What needs to be done: Below is a block of records; repeat each one exactly.

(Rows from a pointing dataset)
>> begin
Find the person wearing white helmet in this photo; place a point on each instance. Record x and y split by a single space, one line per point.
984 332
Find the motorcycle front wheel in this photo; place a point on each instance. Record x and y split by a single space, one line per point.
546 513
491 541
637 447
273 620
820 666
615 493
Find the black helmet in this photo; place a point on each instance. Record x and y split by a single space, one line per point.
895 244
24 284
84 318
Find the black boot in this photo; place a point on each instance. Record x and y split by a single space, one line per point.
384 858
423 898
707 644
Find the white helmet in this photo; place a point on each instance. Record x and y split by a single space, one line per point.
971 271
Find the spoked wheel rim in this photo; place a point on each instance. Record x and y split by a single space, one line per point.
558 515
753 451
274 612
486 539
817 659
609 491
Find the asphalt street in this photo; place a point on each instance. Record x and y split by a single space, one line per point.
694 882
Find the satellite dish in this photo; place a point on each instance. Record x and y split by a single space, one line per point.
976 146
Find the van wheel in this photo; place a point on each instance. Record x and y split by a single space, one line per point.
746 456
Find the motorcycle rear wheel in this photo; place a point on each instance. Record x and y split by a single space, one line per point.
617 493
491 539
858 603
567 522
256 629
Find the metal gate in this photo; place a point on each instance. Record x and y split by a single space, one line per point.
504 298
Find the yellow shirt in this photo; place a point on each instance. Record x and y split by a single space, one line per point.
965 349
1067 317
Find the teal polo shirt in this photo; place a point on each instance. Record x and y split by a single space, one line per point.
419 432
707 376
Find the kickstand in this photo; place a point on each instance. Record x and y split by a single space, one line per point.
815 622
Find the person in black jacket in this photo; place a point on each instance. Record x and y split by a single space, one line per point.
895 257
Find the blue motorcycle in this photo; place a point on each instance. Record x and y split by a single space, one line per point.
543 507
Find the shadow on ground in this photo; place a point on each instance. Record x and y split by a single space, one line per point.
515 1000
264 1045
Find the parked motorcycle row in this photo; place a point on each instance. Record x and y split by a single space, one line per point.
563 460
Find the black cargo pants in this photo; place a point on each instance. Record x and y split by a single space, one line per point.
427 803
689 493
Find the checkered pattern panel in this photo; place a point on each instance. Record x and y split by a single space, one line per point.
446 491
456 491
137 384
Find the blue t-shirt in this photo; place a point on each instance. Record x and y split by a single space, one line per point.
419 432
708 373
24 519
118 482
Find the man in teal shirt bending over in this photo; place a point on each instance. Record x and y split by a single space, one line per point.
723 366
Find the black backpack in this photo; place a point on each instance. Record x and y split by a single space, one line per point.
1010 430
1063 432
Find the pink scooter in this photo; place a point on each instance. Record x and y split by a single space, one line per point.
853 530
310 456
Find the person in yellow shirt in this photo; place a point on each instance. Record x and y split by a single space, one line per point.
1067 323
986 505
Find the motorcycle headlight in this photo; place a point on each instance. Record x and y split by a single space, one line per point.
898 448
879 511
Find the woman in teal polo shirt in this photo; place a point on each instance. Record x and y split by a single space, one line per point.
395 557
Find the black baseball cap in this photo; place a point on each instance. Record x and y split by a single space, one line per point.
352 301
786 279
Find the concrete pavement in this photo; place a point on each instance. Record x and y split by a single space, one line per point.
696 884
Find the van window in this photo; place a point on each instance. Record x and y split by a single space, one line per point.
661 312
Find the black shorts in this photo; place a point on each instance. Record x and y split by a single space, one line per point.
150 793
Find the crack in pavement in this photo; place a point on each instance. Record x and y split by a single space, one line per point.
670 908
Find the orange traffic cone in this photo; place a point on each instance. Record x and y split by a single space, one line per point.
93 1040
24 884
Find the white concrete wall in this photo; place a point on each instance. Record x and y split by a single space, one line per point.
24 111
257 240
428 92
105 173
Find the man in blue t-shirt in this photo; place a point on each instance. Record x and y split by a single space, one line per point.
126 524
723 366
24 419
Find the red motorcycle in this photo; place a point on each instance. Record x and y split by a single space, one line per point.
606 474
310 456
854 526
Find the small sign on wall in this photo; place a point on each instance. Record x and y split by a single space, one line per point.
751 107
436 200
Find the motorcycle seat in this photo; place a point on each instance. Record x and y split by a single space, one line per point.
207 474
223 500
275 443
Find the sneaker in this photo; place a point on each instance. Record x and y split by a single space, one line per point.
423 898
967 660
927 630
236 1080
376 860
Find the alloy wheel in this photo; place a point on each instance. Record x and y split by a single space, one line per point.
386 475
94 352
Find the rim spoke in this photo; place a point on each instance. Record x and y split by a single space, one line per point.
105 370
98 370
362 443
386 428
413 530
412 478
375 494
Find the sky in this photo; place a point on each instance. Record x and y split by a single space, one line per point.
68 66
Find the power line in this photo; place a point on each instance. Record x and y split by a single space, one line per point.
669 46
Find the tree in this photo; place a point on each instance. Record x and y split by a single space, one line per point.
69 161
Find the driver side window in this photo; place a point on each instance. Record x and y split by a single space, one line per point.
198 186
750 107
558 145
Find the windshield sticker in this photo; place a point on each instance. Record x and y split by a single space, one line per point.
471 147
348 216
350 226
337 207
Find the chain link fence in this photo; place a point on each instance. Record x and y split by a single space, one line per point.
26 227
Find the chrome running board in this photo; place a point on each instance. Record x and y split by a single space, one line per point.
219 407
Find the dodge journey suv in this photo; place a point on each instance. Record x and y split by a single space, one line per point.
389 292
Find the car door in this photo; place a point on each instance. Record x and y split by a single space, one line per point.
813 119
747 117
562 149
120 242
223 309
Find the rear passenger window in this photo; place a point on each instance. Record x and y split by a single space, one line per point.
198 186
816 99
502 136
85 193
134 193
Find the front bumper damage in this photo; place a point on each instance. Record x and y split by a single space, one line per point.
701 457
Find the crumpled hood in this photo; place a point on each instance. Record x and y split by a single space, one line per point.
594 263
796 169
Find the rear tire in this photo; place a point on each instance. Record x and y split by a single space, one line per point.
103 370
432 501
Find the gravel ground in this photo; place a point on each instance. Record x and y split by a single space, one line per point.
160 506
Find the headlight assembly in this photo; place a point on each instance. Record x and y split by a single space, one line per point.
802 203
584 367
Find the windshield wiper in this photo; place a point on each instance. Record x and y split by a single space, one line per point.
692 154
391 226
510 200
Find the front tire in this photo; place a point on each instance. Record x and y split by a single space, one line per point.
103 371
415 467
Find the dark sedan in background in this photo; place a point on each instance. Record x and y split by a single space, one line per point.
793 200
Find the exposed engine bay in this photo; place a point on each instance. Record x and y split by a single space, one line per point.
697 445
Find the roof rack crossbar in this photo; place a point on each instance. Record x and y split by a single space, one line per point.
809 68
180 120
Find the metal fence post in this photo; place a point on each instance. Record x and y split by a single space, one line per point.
>> end
Answer to the exercise:
Find the person wearing white helmet in this photo; place a point on each instance. Record x and y split by a single space, one line per point.
984 332
Find the motorcycle front wheel in this photo; place a point on each instance. Record x and y split by a single space, one line per point.
546 513
491 541
637 447
273 620
820 666
615 493
Find the black helmet in this photo; place a point on each instance. Record x and y split by a single space, one line per point.
895 244
24 284
84 318
Find the black boot in this photo; place a point on each instance. Record x and y split by a single space, one line per point.
384 858
423 898
707 644
Find the white helmet in this photo; place a point on each instance. Record x and y split by a single space, one line per point.
971 271
Find the spoked wheel rim in this photo; place a point on each instance. Record x and y split by a single space, one line per point.
558 515
753 451
274 612
486 539
817 659
609 491
Find the asphalt street in this photo; place a point on each instance. Record x and y split by a single space, one line per point.
694 882
Find the satellite dish in this photo; place a point on each instance. Record x and y split by a single space, one line per point.
976 146
Find the van wheel in this photo; place a point on each instance. Record x and y split by a single space, one line per point.
746 456
Find the motorcycle rear wheel in this photo; place a point on each instance. Record x and y split by a single space, one line per point.
617 493
491 539
858 603
567 522
256 629
Find the metal gate in this photo; place a point on each instance. Record x and y split by a single space, one line per point.
504 298
Find the yellow shirt in this photo; place a point on each instance. Record x and y split by a single space, one line per point.
965 349
1067 317
Find the teal polo shirt in this photo; place a point on each instance. Record x and y split by a single space, one line per point.
419 432
707 376
Find the kickstand in this photo; place a point on each instance. Record x and y split by a single space, one line per point.
815 622
Find the person in black jacket in this photo; place a point on each instance. Record x and y split by a single space, one line per point.
895 257
Find the blue motorcycle in this photo; place a point on each instance. Record x and y split by a single space, one line per point.
543 507
Find the shadow on ground in this photo; place a point on each instance. Record x and y split by a single space, one line per point.
515 1000
264 1045
Find the parked motorcycle row in this photo; place a point on each instance. Record x and y split by a single space, one line per point.
563 460
Find the black cargo pants in this photo; place a point on each instance. Record x and y split by a single space, one line per point.
427 803
689 493
Find the checkered pattern panel in this photo; place a point on each instance. Record x and y split by a single space, one line per point.
446 491
456 491
137 384
Find the blue t-shirt in this photo; place a point on each instance. Record x and y split by a single space, one line per point.
419 432
708 373
24 519
118 482
Find the man in teal shirt bending over in this photo; place a point on each instance. Record x and y split by a single space, one line per point.
723 366
Find the black backpack in this photo; place a point on each instance. Record x and y split by a single space, one line per point.
1010 430
1063 432
Find the pink scooter in this photo; place a point on each instance. Record x and y split by a single space, one line per point.
853 530
310 456
Find the person in yellow shirt in this photo; place a point on each instance. Record x and y split by a single space, one line per point.
1067 323
986 505
Find the motorcycle headlight in this photo; place a point on each instance. Record x and y split by a single space, one line per point.
898 448
879 511
Find the woman in teal polo shirt in this photo; place a point on each instance. Record x and y split by a single space, one line per point.
395 557
Find the black baseball cap in this photo; place a point on each instance. Record x and y split by a single space, one line per point.
352 301
786 279
Find the concrete pavement in this photo; place a point on each instance. Record x and y split by a single space, one line per point.
696 884
Find the van window in this photo; place a point on each instance. Record x and y split by a single space, one line per point.
661 312
Find the black shorts in this photo; place a point on each instance. Record x and y split by a single space, one line per point.
150 793
Find the crack in pavement in this photo; place a point on each instance. Record x and y split by a single space, one line per point.
670 908
Find the orange traffic cone in this photo; place a point on each instance. Record x and y split by a single space, one line per point.
93 1040
24 884
Find the white concrete wall in this photo; place a point on each instance. Record x and y split by a single space, one line per point.
24 111
257 240
428 92
105 173
Find the man in blue t-shirt in this photo; place a point on each instance. Record x and y split by a single space, one line per point.
126 524
723 366
24 419
Find the red motorcycle in this photo; place a point on each instance. Record x and y split by a single space, one line per point.
606 474
310 456
854 526
Find the small sign on wall in this photo; place a point on each instance. Record x and y split by a single space, one line per point.
751 107
436 200
Find the motorcycle seat in this photo; place a point on each instance. Record x and y split by a single space, one line per point.
207 474
223 500
275 443
Find the sneaker in this photo; place a point on each instance. Record x and y split by a single space, one line per point.
423 898
967 660
927 630
236 1080
376 860
Find the alloy wheel in this photo; place a point on each instance. Record x and y split by a single space, one line per point.
386 475
94 352
Find the rim spoke in this photo; place a point on each instance. Record x and y split by a single space, one line per point.
105 370
98 370
362 443
386 428
413 530
412 478
375 494
Find the sky in this photo; place a point on each instance. Record x and y split by a single space, one line per point.
68 66
Find the power line in this photo; place a point on each instance. Record x and y split by a single space, one line per point.
669 46
Find the tree in this photo; place a point on each instance. Record x and y split by a single space, one line per point.
69 161
Find the driver side window in this photo; place a point on each instance. Record x and y split by a single space, one line per point.
198 186
750 107
558 145
Find the windshield sticker in this photo; place a point on each instance. Record x and y split by a single space, one line per point.
471 147
348 216
350 226
337 207
Find the chain link fence in this photo; place a point on each instance. Record x and y split by a single space, one line per point.
26 227
Find the chrome running board in this photo; place a point on each instance. Record x and y split by a single space, one line per point.
219 407
Find the dodge journey suv in this photo; place a point on each instance. Record x and y split by a single space, one line per point.
389 292
Find the car door in this photo; place a point on each instance. Record x and y split by a single space, one line per point.
813 119
747 117
562 149
120 242
223 309
Find the rear passenger window in this photo; place a point on each instance. Record x and y split by a single space, one line per point.
198 186
816 99
502 136
85 193
134 193
Find the front bumper damage in this photo; place a point on each instance. Record x and y split by a single space, one line per point.
701 457
Find the crumpled hood in this photo; place a point on each instance. Record x and y split by a single space, one line per point.
594 263
796 169
Find the rear tire in this photo; place a point on each instance. Record x and y split by a single space, one line per point.
103 370
432 501
Find the gravel ground in this photo; place a point on each instance. Record x and y split by a single space, one line per point.
160 506
Find the headlight assembly in this photo; place a point on each instance. Record x and y split by a single space, one line per point.
802 203
584 367
Find the windshield wiper in this photo; place a point on each instance. Record x and y split by a single space, one line per point.
692 154
391 226
510 200
Find the front tire in this photo; place a point on each instance. Record x and y split by a single space, one line per point.
103 371
415 467
Find the dark sedan in background in this photo; place a point on each instance. Record x and y split by a single space, one line per point.
793 200
Find the exposed engine bay in this photo; place a point on each instance. Record x and y split by a single space, one line per point.
697 445
Find the roof rack crossbar in this photo; place a point on each instance. Record x and y split by a single space, one line per point.
809 68
180 120
Find the metal fence post in this photo; place a point on each instance. Record x and y split by a single space, one line per point.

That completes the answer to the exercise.